- [ESERCIZI DA SVOLGERE]
- a) Nel testo sui rimpatri ad Haiti, qui sotto, trasforma in un elenco puntato il paragrafo che inizia con "Ci sono progetti per rimpatriare", mantenendone i fatti principali.
- b) Per favore, prosegui il testo sui rimpatri ad Haiti riportato qui sotto, scrivendo il seguito dopo la sua ultima frase.

- [TESTO FORNITO]
┌──

La lettera è firmata dall’Arcivescovo coadiutore di Los Angeles e presidente del Comitato per le Migrazioni della Conferenza Episcopale, monsignor José Gomez, e dal Vescovo di Tucson e presidente del Catholic Relief Services, monsignor Gerald Kicanas.

La Conferenza Episcopale dei Vescovi Cattolici degli Stati Uniti (USCCB) aveva espresso la propria opposizione alla prosecuzione dei rimpatri ad Haiti non appena era stato annunciato, nel dicembre scorso, che era spirato il termine di un anno di proroga.

Il mese scorso ci sono stati 27 rimpatri.

Situazioni insostenibili

I Vescovi sono stati informati dal Dipartimento per la Sicurezza che si trattava di “questioni di sicurezza interna” e che “coloro dei quali era stato programmato il rimpatrio erano delinquenti che avevano scontato la pena per ‘precedenti penali gravi’”.

I monsignori Gómez e Kicanas hanno tuttavia parlato di un’altra realtà: “Tra i 27 già rimpatriati e gli altri 300 che attendono il rimpatrio c’è un numero significativo di condannati per atti non violenti di basso livello, che erano stati liberati e hanno vissuto nella comunità per anni senza alcun problema. Altri si trovano in situazioni umanitarie difficili, incluse gravi condizioni sanitarie”.

Ci sono progetti per rimpatriare 700 persone fino alla fine dell’anno, progetti condannati dai presuli a causa degli oltre 3.600 haitiani vittime del colera, con altri 400.000 colpiti dalla malattia. Il  processo di ricostruzione del Paese è ancora lento, con centinaia di migliaia di vittime del terremoto che continuano a vivere nelle tende e i disordini provocati dalle elezioni presidenziali di novembre.

“Ad aggravare questi problemi c’è il fatto che le carceri di Haiti, in cui il Governo haitiano colloca in genere i rimpatriati e che sono note per il trattamento disumano nei confronti dei detenuti, sono ora inondate dal colera”, hanno osservato.

“Com’è noto, un rimpatriato, Wildrick Guerrier, è morto per il colera contratto in un carcere di Haiti, e un altro è gravemente malato”.

└──

- [DATI DISPONIBILI]
┌──

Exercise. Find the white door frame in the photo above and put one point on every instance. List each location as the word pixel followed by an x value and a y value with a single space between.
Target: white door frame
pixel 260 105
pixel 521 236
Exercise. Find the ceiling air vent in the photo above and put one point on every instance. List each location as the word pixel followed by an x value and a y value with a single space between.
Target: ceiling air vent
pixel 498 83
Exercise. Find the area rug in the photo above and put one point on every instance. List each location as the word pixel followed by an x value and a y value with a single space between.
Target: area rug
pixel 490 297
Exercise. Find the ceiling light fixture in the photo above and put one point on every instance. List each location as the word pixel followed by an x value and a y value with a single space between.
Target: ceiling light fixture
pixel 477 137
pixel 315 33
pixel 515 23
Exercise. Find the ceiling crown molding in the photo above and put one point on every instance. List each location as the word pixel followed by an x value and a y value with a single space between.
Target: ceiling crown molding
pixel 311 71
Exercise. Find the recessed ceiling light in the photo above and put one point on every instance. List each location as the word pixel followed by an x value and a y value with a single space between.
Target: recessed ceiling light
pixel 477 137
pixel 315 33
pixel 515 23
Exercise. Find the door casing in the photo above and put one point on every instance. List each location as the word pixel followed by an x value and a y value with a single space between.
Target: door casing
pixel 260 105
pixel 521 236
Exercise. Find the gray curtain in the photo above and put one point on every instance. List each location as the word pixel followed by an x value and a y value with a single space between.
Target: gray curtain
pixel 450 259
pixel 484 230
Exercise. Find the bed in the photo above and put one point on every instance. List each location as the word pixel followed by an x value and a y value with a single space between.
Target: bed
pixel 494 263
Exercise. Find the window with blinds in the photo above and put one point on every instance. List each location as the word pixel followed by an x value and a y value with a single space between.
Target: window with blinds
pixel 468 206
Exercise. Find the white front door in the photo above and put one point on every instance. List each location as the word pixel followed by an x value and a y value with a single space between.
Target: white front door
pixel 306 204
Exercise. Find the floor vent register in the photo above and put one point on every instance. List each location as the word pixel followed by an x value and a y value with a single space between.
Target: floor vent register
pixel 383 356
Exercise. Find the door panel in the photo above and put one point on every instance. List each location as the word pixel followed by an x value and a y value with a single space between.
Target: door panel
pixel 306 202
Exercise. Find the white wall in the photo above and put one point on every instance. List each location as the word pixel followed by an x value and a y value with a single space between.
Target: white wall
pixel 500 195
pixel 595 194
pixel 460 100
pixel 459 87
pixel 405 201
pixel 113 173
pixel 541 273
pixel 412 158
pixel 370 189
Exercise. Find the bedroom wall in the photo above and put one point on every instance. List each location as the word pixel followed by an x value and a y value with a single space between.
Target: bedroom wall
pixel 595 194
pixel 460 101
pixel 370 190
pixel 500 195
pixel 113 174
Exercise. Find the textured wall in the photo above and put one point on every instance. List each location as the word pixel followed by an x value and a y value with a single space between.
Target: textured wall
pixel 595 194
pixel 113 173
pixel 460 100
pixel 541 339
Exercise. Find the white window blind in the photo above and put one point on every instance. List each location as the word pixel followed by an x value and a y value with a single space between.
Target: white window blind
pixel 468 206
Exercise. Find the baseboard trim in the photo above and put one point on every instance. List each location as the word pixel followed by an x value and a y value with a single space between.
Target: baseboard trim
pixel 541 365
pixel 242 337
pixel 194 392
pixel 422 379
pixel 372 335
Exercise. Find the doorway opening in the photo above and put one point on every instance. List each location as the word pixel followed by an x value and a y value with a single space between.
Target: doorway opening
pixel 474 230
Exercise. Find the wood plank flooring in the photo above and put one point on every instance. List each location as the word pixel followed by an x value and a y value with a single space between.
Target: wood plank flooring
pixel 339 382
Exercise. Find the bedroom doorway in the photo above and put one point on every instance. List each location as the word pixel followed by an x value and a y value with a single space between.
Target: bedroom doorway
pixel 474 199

└──

- [RISPOSTE FORNITE]
- a)
- Sono previsti 700 rimpatri entro la fine dell'anno, progetti condannati dai presuli.
- Il colera ha fatto oltre 3.600 vittime tra gli haitiani, con altri 400.000 colpiti dalla malattia.
- La ricostruzione del Paese procede ancora lentamente.
- Centinaia di migliaia di vittime del terremoto vivono ancora nelle tende.
- Le elezioni presidenziali di novembre hanno provocato disordini.

- b)
“Proseguire con i rimpatri in queste gravi condizioni rappresenterebbe un oltraggio alla vita e alla dignità degli haitiani che saranno rimpatriati”.

Cattivo segno

I presuli avvertono anche che i rimpatri stanno mandando un segnale all’isola, quello per cui gli Stati Uniti “si ritraggono dal loro impegno di aiutare Haiti a tornare alla normalità”.

I monsignori Gómez e Kicanas raccomandano tre passi per aiutare Haiti: ridisegnarla con lo status di “protezione temporale”, garantire la libertà condizionale umanitaria per i familiari vicini agli haitiani trasferiti negli Stati Uniti per ricevere assistenza medica dopo il terremoto e implementare un programma di ricongiungimento familiare che beneficerebbe 55.000 haitiani.

I Vescovi hanno anche approvato la decisione della Napolitano di Haiti come Nazione con statuto “temporaneamente protetto” dopo il terremoto del gennaio 2010.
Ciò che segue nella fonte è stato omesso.